● WORK INSTRUCTIONS: Within the listing below, how many lines hold "above"? Reply with that number and no other text.
Segment Start: DATA SHOWN
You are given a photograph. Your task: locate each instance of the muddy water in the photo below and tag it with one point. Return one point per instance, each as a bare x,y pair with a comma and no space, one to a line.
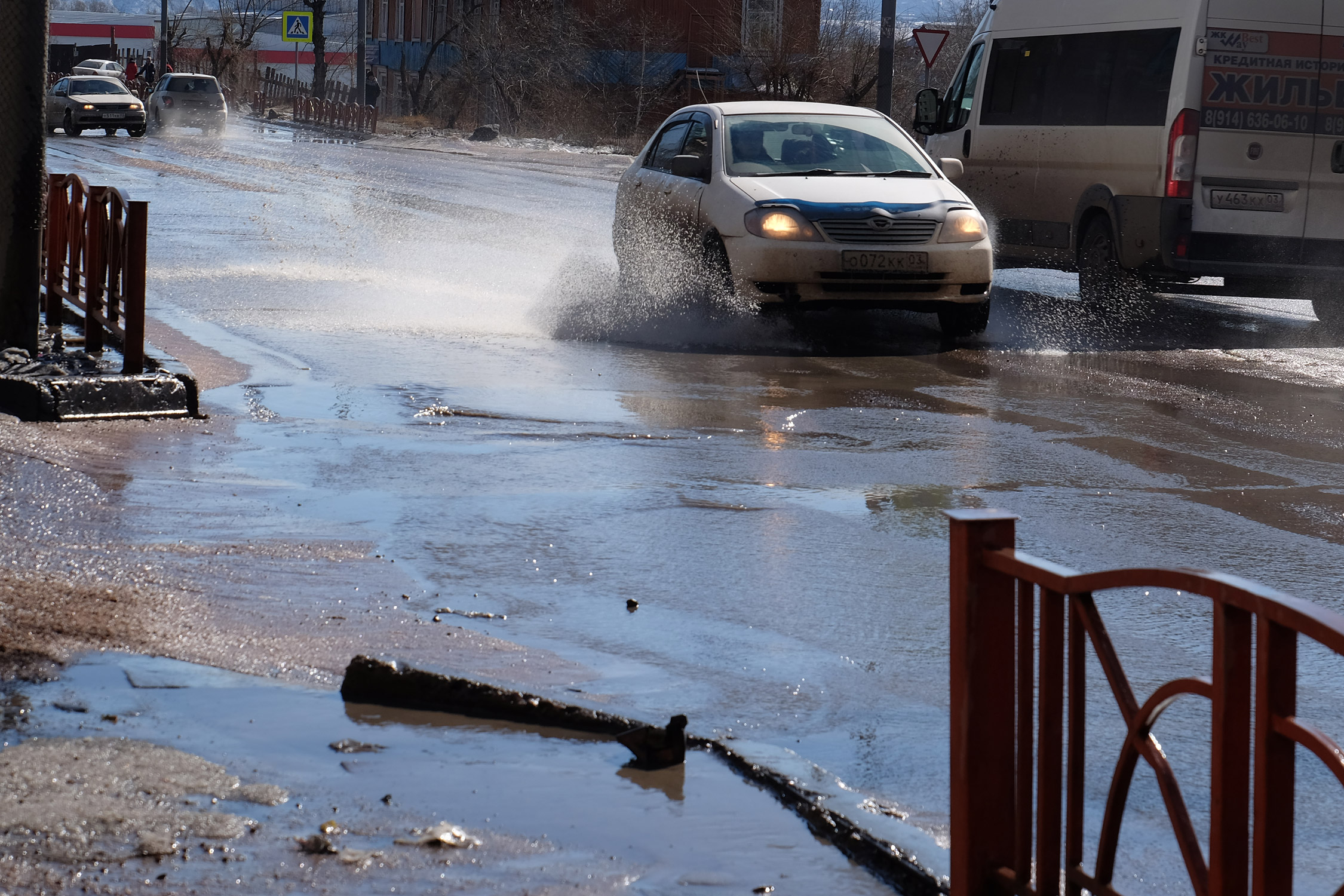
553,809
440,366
Segment End: DATA SHOWN
Segment Start: DATA SHOWN
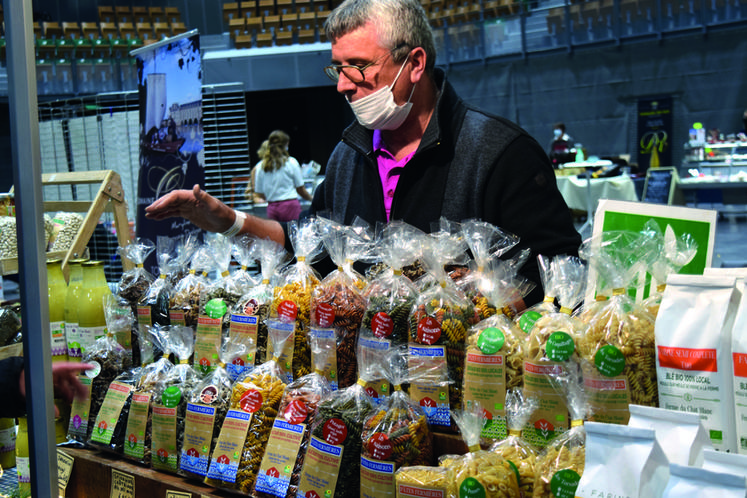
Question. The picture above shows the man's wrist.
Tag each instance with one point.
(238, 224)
Segment End: DATA SHOWN
Segment Start: DATA SHOWN
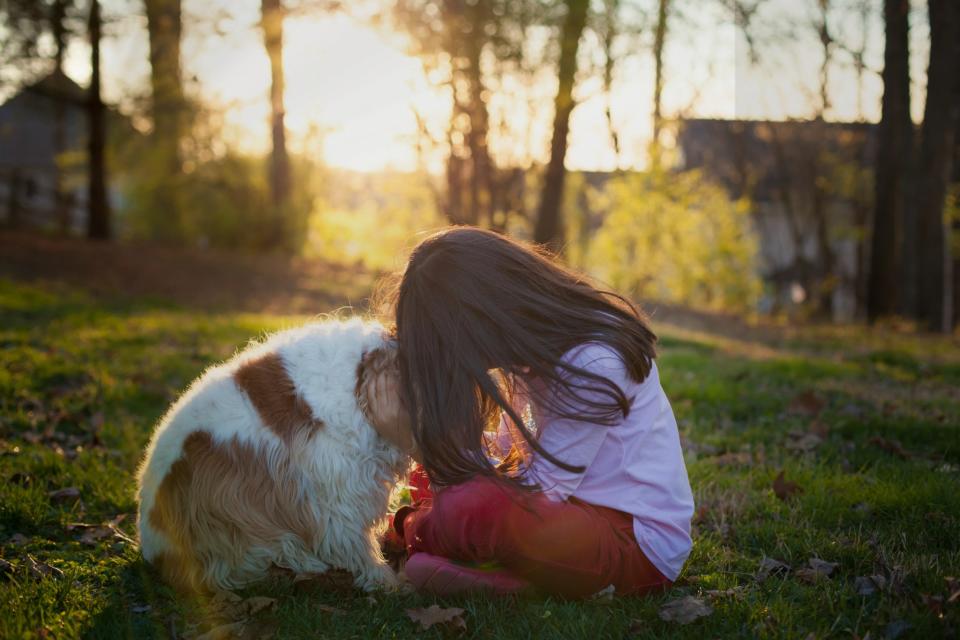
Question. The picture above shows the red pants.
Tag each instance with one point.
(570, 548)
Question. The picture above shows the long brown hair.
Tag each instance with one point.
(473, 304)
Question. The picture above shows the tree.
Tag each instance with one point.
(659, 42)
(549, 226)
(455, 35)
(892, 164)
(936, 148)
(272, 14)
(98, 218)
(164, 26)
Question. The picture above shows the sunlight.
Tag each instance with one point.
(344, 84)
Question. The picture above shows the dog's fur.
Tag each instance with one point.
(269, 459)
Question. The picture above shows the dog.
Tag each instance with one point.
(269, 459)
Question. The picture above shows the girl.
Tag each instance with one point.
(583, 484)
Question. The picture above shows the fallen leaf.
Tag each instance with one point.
Segment End: DATA SHOWN
● REPLY: 9